━━━━━ Given entries ━━━━━

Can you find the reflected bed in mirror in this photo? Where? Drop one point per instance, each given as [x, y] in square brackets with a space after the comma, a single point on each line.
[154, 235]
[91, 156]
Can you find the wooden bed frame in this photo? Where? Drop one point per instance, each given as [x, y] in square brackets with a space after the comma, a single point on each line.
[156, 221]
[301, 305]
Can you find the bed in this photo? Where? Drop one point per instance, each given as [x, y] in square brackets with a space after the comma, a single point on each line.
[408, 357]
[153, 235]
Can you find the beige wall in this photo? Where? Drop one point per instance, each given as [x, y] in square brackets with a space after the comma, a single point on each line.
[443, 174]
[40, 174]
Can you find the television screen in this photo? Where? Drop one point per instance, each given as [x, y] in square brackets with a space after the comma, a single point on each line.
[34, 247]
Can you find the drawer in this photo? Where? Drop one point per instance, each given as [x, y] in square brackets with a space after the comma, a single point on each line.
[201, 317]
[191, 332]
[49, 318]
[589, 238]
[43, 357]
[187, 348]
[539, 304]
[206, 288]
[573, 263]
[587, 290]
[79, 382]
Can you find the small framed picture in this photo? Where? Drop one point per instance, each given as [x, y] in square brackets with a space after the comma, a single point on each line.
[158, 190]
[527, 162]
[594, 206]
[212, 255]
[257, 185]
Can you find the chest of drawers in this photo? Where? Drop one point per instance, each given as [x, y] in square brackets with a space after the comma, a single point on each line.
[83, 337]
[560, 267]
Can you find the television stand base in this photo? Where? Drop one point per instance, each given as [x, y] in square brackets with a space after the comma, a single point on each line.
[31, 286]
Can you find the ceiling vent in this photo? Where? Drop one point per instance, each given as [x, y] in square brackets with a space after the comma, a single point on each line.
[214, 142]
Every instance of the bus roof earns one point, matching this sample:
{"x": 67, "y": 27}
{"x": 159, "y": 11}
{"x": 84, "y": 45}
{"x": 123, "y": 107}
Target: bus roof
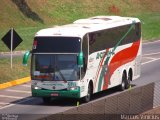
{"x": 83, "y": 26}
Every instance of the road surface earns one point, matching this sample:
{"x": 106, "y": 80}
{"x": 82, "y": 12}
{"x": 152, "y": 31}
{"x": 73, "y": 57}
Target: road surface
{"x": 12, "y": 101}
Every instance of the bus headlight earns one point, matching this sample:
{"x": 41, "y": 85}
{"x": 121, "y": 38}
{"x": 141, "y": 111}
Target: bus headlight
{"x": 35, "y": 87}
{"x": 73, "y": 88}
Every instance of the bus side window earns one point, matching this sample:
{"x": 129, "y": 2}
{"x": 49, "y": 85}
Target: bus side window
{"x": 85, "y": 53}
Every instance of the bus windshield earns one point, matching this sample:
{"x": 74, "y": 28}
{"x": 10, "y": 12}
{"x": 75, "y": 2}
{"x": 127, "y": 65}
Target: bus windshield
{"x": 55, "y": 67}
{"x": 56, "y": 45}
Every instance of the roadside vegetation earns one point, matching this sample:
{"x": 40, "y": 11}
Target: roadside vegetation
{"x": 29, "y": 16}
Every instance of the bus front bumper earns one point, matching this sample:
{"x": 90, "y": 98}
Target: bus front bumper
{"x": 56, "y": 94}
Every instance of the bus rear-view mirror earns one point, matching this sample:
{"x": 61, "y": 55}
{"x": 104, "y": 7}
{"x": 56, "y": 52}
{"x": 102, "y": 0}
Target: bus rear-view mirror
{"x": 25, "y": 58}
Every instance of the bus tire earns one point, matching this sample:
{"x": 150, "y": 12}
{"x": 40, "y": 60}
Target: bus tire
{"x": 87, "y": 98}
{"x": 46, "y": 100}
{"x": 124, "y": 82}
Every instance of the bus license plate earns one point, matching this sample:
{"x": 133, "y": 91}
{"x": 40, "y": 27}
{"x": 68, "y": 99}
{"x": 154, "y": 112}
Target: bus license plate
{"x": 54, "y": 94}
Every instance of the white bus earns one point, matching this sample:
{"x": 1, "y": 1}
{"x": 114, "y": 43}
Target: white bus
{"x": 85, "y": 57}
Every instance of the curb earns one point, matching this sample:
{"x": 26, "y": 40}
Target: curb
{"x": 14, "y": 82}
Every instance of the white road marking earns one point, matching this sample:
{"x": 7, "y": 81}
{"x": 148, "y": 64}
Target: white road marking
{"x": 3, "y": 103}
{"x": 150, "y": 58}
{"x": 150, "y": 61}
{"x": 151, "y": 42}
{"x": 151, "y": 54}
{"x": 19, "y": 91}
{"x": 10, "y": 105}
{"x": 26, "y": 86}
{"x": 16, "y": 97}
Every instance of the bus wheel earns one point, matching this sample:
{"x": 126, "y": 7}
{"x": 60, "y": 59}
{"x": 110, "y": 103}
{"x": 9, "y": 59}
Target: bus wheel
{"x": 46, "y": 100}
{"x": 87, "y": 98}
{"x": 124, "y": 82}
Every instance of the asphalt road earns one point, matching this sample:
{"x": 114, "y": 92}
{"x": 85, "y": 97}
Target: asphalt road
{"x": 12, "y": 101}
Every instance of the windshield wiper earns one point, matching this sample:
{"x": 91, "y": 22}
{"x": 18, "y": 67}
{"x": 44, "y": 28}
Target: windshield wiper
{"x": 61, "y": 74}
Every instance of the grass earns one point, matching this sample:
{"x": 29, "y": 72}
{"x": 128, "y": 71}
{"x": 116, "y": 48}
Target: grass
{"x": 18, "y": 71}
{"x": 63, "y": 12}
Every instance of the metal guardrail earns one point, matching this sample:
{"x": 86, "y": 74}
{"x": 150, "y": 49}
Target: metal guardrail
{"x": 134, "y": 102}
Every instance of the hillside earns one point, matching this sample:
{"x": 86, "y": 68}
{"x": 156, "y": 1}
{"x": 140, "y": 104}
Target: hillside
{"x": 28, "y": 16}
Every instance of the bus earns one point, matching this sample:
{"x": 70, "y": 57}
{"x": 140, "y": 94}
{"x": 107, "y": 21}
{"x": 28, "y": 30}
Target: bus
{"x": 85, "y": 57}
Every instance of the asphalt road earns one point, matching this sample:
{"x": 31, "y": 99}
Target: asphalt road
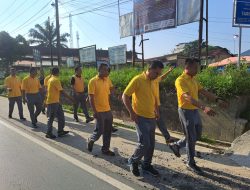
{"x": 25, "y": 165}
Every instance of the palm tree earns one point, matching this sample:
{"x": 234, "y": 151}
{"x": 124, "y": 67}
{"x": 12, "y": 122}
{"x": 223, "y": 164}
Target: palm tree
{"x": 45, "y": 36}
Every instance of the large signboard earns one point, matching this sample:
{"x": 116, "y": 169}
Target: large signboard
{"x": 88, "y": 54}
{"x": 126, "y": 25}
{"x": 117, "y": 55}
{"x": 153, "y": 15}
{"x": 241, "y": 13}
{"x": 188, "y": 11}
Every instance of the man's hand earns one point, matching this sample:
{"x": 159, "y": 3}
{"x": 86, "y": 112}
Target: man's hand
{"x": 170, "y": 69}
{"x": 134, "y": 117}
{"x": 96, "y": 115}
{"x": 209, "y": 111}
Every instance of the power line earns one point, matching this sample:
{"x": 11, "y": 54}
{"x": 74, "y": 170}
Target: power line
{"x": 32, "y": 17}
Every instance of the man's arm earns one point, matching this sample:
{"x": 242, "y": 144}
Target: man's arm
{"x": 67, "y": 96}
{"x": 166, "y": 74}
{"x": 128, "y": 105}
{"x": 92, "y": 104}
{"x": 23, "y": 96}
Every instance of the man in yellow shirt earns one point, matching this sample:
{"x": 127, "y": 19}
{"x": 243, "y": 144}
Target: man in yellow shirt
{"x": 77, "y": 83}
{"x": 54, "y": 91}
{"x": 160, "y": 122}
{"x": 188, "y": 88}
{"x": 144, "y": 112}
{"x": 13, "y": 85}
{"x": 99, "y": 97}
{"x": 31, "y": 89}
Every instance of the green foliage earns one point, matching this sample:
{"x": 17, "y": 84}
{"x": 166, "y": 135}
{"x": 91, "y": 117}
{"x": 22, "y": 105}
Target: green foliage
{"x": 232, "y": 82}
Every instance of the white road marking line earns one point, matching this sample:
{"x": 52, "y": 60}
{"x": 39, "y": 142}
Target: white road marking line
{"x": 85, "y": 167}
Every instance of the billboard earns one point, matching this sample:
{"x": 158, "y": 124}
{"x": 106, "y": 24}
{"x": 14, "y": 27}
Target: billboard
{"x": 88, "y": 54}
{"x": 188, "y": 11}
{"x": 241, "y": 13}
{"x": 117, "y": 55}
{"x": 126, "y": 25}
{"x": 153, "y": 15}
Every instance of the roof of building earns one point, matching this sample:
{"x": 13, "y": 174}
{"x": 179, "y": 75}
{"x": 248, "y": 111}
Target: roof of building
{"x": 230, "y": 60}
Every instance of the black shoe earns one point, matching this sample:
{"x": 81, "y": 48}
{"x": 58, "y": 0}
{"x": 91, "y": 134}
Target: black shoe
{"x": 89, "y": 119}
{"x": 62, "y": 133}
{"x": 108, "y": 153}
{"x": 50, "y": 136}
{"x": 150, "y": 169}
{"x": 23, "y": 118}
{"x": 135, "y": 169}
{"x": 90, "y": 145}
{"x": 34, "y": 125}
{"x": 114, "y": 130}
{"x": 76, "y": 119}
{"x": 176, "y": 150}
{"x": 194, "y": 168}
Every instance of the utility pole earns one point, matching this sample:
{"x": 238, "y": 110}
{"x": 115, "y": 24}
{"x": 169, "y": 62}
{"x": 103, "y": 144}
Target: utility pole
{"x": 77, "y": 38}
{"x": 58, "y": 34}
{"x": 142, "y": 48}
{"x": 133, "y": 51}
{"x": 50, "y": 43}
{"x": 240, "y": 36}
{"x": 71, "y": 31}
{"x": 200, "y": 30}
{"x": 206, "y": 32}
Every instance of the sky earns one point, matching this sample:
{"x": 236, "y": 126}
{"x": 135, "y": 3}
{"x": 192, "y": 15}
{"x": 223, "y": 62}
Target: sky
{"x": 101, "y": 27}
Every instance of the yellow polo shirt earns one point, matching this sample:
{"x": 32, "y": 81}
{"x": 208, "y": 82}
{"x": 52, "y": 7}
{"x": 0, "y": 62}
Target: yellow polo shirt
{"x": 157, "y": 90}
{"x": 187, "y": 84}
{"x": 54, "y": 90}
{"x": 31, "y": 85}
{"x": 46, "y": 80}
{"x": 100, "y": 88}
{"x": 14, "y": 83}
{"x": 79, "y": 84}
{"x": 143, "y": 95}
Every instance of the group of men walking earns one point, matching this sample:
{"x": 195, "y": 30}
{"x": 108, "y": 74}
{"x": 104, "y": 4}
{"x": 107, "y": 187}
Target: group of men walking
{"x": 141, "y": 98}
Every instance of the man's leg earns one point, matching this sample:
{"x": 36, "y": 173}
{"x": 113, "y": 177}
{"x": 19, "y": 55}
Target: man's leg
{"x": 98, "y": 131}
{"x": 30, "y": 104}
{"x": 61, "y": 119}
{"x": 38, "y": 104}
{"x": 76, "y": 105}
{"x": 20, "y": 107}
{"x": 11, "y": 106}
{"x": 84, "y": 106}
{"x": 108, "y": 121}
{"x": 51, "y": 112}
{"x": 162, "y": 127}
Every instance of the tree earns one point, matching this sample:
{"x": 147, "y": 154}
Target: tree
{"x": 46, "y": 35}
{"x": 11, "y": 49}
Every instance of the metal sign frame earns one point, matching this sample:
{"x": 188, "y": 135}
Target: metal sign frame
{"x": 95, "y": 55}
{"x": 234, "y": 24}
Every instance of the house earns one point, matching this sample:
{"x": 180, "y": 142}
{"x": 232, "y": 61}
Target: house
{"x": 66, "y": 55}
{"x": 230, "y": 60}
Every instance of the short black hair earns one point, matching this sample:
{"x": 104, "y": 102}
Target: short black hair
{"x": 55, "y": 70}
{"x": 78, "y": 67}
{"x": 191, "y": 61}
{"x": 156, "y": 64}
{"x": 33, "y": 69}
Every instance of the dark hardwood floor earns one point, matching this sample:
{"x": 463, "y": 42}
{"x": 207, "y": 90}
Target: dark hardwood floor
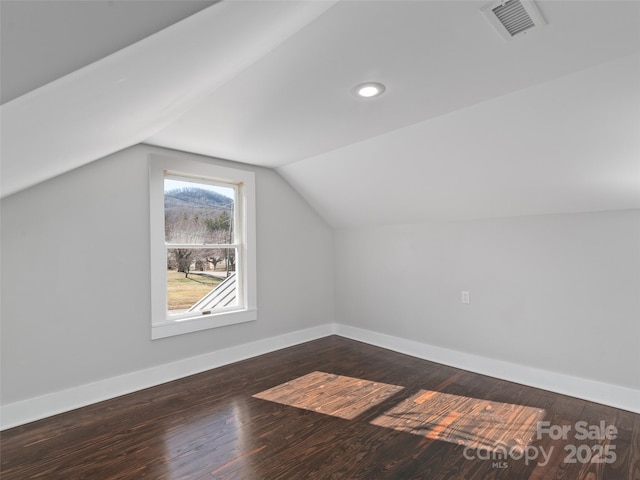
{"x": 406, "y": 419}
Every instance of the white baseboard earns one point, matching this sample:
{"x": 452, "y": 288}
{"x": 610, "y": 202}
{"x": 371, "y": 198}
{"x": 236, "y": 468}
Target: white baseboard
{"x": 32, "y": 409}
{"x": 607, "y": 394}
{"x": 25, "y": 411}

━━━━━

- _Problem to solve_:
Using the material above, transcribe exactly the lines from the line with "Every instance of the bus headlight" to the line with "Every instance of the bus side"; both count, and nothing else goes in.

- _Response area_:
Every instance of the bus headlight earns one point, matching this sample:
{"x": 41, "y": 85}
{"x": 121, "y": 38}
{"x": 141, "y": 111}
Target: bus headlight
{"x": 35, "y": 87}
{"x": 73, "y": 88}
Every instance of the bus side window earns one point, matching this sample:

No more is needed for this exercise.